The task - Put every line of the rows below into a numbered list, skipping blank lines and leaving out the pictures.

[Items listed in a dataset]
Begin
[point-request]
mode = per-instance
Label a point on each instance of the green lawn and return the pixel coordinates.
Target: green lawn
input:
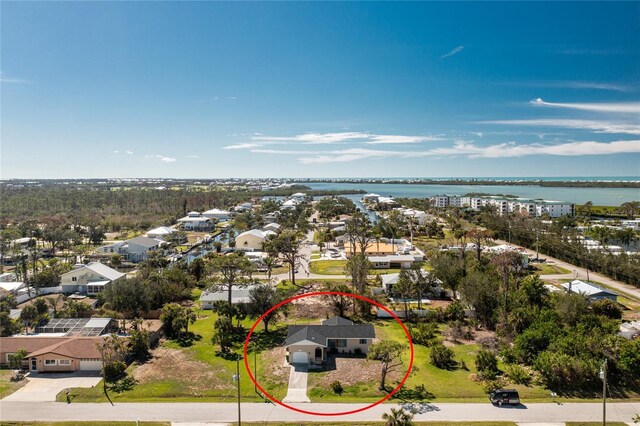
(214, 383)
(7, 387)
(545, 269)
(336, 267)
End
Full response -
1. [point-request]
2. mode = per-instance
3. Label a point on each instance of the green lawn and return the pixel coordinates.
4. Target: green lawn
5. input:
6. (214, 383)
7. (7, 387)
8. (545, 269)
9. (336, 267)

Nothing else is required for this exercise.